▶ [What to produce]
Reproduce every line of the rows below, including the requests, with each bounding-box coordinate in the answers scaled by 0.9 and rounded to a whole number, halves going up. Leave the pictures out of your answer.

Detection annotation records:
+++

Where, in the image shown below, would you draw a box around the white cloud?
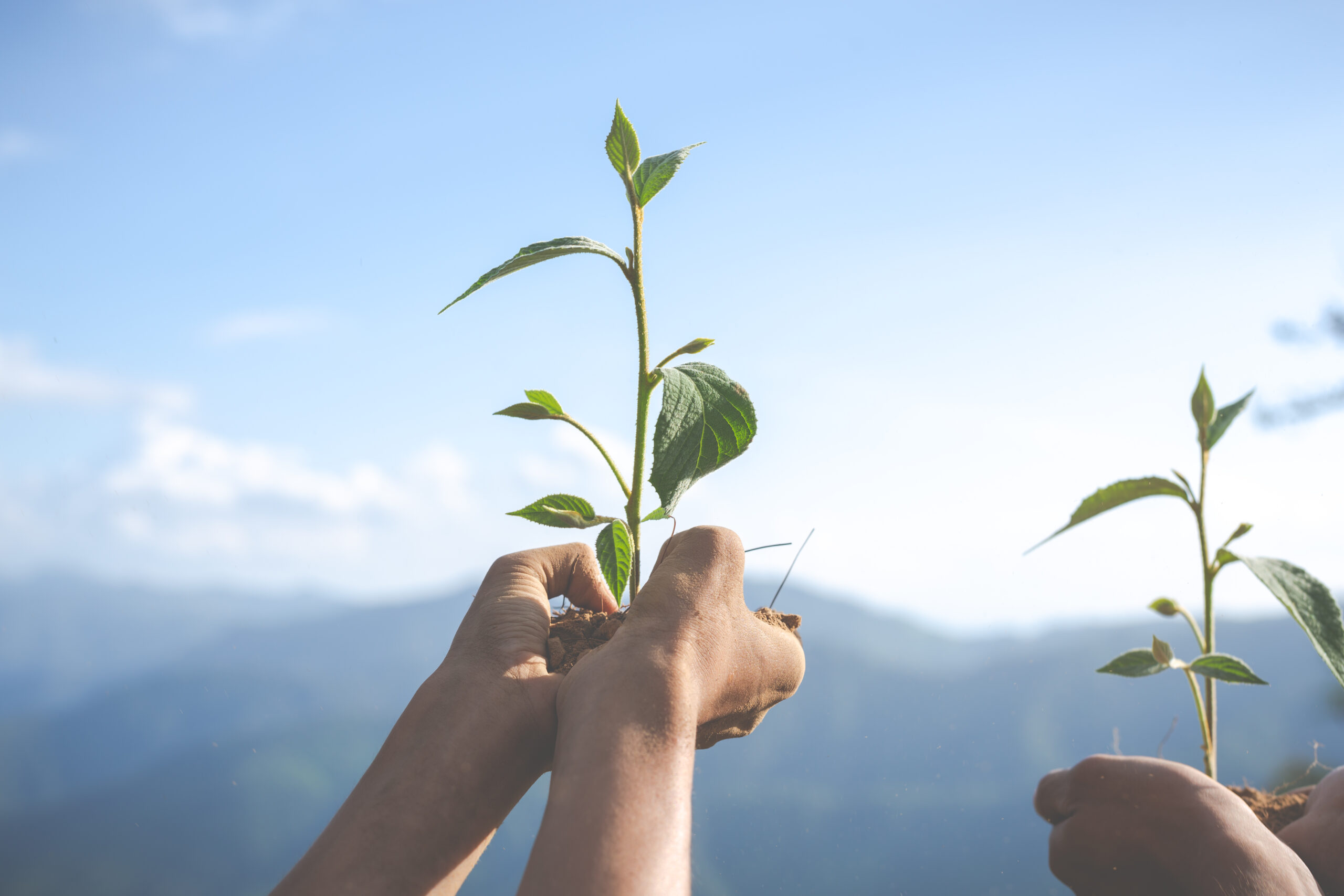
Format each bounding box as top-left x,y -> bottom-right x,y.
0,128 -> 47,166
108,415 -> 407,513
136,0 -> 322,40
0,336 -> 191,410
207,310 -> 327,344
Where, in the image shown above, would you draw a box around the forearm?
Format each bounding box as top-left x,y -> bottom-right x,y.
274,662 -> 550,896
519,658 -> 696,896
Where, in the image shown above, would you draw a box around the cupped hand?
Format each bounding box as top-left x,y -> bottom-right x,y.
1035,756 -> 1320,896
558,526 -> 805,748
441,541 -> 617,756
1278,768 -> 1344,896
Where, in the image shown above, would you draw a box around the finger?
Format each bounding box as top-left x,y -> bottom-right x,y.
1032,768 -> 1073,825
481,541 -> 618,613
646,525 -> 746,599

+++

▶ [Correct answer]
Where, in the image shown below, would you draw a box around the white cloud?
Format each bounding box as top-left x,y -> bottom-right x,y.
0,115 -> 42,149
97,374 -> 366,462
122,0 -> 290,36
0,302 -> 172,369
186,279 -> 294,310
Where, in the image shown above, would you draw a box around the forearm?
Format each bounding box as top-left x,y -> bottom-right x,y.
247,596 -> 495,806
467,592 -> 626,806
Where, in the image shown above, would you draw a box around the cupped hand?
Format each bounding box as top-left x,y -> bottom-right x,y.
932,680 -> 1188,806
502,473 -> 725,673
397,487 -> 555,680
1150,691 -> 1210,806
Where, in the image shown above, would you draw a box around the finger?
Format each bounding box as top-left x,y -> bottom-right x,y.
929,691 -> 966,743
433,487 -> 556,552
581,473 -> 671,539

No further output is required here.